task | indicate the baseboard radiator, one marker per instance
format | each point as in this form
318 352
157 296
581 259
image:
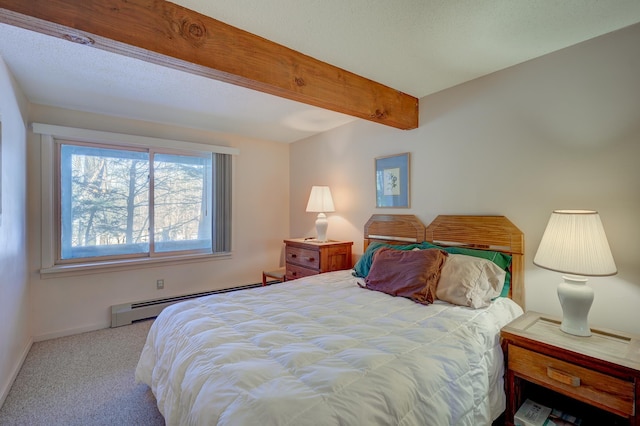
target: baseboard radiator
126 313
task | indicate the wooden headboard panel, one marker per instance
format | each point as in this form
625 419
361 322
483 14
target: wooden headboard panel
393 229
495 233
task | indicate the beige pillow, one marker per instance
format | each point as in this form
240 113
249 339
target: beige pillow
469 281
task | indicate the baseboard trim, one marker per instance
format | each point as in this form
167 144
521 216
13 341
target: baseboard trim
71 331
6 387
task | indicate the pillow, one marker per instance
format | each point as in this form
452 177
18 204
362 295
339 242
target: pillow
406 273
501 259
469 281
362 266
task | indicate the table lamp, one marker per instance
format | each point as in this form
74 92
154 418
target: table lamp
320 202
574 243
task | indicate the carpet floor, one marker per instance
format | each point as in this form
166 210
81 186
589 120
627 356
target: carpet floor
86 379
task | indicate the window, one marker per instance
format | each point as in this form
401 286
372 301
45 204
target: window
111 198
119 201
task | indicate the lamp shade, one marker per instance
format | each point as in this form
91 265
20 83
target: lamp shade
320 200
574 242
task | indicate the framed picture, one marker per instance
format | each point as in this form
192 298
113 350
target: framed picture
392 181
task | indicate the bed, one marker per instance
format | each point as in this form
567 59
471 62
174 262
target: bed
325 350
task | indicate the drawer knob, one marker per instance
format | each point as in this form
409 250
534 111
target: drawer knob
563 377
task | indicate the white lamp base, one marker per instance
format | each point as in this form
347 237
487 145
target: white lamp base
576 298
321 227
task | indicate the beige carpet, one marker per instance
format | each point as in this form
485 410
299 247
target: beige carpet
87 379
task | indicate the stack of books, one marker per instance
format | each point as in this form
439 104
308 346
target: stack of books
533 414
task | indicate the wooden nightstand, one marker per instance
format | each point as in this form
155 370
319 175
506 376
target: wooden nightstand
596 378
308 257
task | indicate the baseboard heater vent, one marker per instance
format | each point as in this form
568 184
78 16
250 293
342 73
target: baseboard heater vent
126 313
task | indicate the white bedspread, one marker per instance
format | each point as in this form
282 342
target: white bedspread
322 351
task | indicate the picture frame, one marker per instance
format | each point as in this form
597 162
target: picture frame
392 181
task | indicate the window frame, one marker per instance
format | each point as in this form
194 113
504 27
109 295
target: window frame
50 138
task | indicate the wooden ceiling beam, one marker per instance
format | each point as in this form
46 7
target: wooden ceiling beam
170 35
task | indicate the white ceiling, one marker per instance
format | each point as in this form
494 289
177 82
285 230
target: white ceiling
415 46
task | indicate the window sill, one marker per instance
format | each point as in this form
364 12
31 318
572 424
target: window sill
66 270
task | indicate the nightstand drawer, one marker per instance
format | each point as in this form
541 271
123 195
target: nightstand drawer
592 387
295 271
303 257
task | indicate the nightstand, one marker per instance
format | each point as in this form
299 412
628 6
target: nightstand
596 378
309 257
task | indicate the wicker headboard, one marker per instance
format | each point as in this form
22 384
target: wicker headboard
495 233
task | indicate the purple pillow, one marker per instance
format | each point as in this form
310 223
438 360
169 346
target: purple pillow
412 274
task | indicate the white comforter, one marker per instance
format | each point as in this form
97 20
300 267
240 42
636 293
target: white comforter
323 351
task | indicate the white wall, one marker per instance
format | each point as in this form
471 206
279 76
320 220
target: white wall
15 336
69 305
558 132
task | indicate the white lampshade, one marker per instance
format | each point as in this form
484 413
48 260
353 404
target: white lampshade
574 243
320 201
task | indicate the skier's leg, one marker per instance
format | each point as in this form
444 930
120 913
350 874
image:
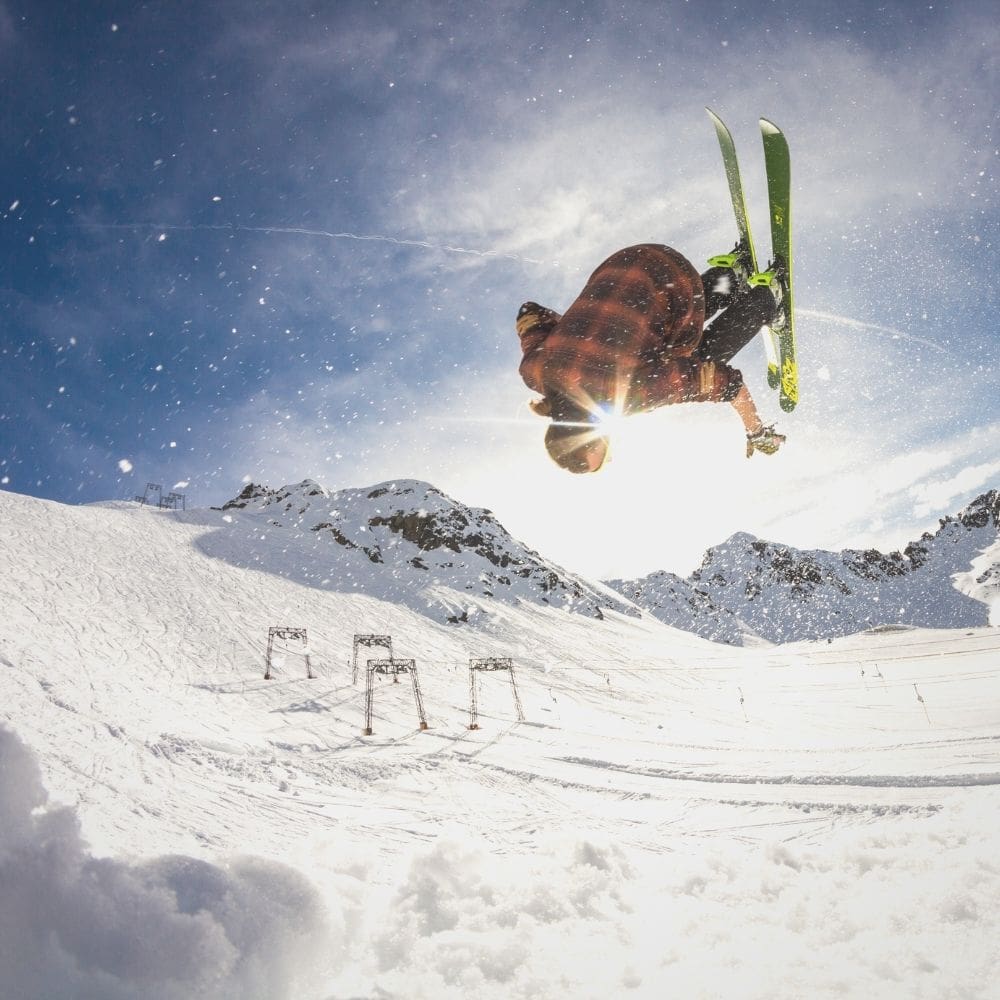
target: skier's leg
721 287
741 321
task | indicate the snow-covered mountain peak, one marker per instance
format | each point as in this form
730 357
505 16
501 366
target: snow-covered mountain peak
407 540
746 585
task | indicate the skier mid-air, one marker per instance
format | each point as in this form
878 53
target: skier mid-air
648 331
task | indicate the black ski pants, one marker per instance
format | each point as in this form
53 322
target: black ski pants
744 311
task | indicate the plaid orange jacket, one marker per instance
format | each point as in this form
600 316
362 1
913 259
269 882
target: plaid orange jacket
629 337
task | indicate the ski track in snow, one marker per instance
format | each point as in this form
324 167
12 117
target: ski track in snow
131 663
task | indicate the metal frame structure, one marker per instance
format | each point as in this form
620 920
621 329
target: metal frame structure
395 667
284 632
490 664
150 489
385 641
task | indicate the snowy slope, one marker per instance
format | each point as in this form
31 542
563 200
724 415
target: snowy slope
948 579
673 817
405 541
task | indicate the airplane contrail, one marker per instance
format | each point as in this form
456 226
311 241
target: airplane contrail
298 231
856 324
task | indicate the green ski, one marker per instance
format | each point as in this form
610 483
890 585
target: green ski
745 246
777 162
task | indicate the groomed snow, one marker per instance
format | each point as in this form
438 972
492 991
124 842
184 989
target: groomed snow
673 818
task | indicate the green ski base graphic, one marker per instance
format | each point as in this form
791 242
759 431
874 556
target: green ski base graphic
779 341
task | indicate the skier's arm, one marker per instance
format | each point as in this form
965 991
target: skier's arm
685 380
534 324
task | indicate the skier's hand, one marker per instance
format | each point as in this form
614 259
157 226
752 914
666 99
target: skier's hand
766 441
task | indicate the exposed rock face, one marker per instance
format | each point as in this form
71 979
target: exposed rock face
746 586
423 543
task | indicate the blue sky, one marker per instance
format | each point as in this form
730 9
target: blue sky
186 295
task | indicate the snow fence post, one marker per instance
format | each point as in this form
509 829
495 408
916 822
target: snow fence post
394 667
284 632
368 640
490 663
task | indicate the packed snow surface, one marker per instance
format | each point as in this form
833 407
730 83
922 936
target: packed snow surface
672 818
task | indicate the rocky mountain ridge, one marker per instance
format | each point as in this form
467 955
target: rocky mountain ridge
748 588
412 540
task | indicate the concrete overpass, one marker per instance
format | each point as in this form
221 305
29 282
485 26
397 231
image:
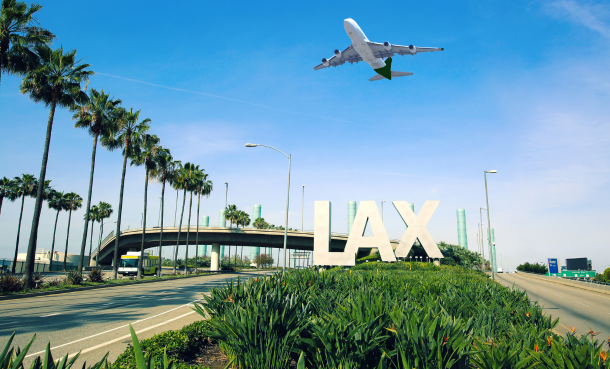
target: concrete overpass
131 240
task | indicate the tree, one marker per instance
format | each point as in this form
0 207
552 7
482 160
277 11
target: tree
19 32
149 146
127 134
93 215
22 186
203 188
6 190
56 202
104 212
163 172
55 82
73 202
97 116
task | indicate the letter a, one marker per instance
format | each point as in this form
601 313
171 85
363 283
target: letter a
417 229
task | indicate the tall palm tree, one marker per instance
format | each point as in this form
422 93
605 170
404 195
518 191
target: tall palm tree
73 202
163 172
22 186
19 32
93 215
55 82
96 115
6 190
203 188
56 202
127 134
104 212
194 174
149 147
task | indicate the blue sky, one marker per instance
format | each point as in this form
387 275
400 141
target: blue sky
522 87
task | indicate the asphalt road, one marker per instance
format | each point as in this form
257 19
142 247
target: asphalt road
96 321
578 308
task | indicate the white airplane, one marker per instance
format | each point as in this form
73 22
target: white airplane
371 52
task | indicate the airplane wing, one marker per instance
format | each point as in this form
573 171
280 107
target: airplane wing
381 52
349 55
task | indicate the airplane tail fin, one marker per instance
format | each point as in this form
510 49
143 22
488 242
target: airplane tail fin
393 73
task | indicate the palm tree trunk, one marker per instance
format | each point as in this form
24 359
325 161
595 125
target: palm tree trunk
84 243
197 237
31 253
67 239
179 230
18 232
91 243
118 220
188 230
140 268
53 243
161 235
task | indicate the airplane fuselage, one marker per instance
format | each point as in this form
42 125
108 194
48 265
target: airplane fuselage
359 41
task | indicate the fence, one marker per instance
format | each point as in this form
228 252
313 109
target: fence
58 266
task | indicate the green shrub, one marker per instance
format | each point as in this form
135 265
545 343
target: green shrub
10 283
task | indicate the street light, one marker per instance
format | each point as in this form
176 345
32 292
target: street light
287 196
491 256
97 255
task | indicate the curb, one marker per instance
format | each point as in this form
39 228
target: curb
558 280
68 290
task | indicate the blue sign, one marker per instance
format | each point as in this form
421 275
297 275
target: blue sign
553 266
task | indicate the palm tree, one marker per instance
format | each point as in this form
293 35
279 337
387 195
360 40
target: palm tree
163 172
149 147
96 115
104 212
6 190
193 176
55 81
22 186
19 31
73 202
204 187
56 202
93 215
127 134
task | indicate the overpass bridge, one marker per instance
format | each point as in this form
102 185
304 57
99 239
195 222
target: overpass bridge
131 240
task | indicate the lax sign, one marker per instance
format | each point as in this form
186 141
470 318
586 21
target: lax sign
368 212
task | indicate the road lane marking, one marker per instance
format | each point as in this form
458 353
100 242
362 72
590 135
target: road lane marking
129 335
114 329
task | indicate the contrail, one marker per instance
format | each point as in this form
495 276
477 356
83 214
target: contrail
264 106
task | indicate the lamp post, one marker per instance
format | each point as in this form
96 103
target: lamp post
491 256
287 196
97 255
482 237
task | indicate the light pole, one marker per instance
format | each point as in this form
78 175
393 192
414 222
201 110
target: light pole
287 197
482 237
491 256
97 256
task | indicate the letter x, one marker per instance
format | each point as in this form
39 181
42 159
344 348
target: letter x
416 229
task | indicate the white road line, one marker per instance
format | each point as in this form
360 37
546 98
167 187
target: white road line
114 329
129 335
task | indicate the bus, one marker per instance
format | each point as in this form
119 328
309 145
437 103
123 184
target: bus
131 261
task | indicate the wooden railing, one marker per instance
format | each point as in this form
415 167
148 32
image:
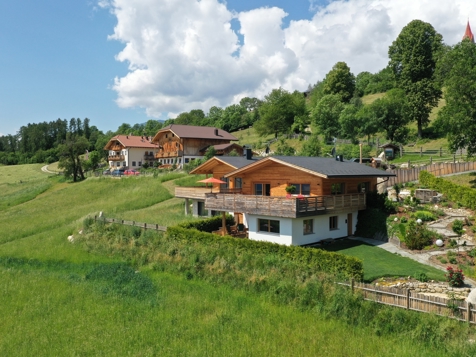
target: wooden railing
116 158
411 300
441 169
176 153
132 223
291 207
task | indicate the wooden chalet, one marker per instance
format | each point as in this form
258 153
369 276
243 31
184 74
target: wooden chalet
178 144
328 195
130 151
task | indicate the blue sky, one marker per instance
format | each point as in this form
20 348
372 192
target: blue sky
116 61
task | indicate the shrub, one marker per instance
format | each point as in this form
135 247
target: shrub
421 277
425 216
454 277
458 227
417 236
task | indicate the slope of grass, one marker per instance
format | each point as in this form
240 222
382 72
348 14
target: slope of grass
379 262
60 300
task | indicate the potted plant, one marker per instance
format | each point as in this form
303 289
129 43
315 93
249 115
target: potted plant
290 189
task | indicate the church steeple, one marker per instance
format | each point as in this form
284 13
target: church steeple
468 33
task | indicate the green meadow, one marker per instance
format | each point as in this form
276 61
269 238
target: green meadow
59 299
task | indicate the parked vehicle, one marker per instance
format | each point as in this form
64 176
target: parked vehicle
117 173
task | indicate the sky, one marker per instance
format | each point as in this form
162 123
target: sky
128 61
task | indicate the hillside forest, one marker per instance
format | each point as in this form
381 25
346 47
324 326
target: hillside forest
422 73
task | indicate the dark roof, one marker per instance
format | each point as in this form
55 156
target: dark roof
202 132
327 167
131 141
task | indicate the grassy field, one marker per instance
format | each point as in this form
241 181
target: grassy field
60 300
379 263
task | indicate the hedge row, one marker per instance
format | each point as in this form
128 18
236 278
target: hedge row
463 195
209 224
308 259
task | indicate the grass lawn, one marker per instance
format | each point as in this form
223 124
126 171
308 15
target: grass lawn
378 262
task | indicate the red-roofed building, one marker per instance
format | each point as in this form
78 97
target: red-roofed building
130 151
178 144
468 33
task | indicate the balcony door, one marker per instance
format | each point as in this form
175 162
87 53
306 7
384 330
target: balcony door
262 189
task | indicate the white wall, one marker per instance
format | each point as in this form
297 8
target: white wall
292 230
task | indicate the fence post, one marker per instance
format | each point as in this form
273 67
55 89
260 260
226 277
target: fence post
408 299
468 311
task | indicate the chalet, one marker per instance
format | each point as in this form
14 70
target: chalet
327 196
178 144
130 151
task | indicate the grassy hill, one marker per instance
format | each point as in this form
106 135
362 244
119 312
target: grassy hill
58 299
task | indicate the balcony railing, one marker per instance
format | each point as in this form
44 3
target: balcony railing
201 192
116 158
292 207
176 153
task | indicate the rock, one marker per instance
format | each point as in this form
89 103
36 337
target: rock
472 297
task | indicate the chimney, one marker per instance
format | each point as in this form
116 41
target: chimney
248 153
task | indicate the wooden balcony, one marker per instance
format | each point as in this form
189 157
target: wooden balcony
201 192
161 155
292 207
116 158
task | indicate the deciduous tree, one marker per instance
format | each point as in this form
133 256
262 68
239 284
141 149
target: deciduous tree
413 59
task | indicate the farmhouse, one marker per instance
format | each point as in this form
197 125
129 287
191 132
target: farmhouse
288 200
178 144
130 151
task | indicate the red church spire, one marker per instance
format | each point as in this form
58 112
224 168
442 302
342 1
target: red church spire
468 33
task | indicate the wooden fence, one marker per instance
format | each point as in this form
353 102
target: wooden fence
132 223
411 300
437 169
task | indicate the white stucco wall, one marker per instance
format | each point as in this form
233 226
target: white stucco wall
292 230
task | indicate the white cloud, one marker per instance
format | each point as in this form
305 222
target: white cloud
184 54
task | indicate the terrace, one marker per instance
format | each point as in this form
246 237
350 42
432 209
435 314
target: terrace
231 200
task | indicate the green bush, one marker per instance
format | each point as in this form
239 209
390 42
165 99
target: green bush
425 216
209 224
417 236
465 196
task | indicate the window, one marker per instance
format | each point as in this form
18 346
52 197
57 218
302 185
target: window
302 188
262 189
338 188
333 223
363 187
268 225
308 226
224 185
238 182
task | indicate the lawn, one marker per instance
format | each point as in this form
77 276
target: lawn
378 262
60 299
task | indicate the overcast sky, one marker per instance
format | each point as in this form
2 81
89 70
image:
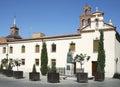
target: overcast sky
52 17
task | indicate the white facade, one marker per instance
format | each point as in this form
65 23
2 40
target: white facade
84 41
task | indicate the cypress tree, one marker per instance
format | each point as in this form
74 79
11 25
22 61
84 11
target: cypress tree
44 59
34 69
101 54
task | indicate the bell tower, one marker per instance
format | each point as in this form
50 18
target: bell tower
14 30
85 18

──────────────────────────────

Exercise brief: Set down exactly, from the line that contains "task | indicate the lawn, one" through the last line of the data, each line as it stands, and leave the pictures out.

Expected output:
task | indicate the lawn, one marker per instance
format | each point as in this form
77 276
target: lawn
378 262
60 299
task | indicate the overcast sky, one marker per instance
format | each point as in this form
2 81
89 70
image:
target: overcast sky
52 17
task | indicate the white facade, one marker per instance
format | each point as in this form
65 23
2 40
target: white facade
84 41
task | indicate the cypress tree, one marker per instance
format | each point as in this form
74 79
11 25
22 61
84 11
target: cypress tree
44 59
34 69
101 54
task | indicate the bell tower, one marker per instance
format | each point as in this form
50 18
target: bell tower
14 30
85 18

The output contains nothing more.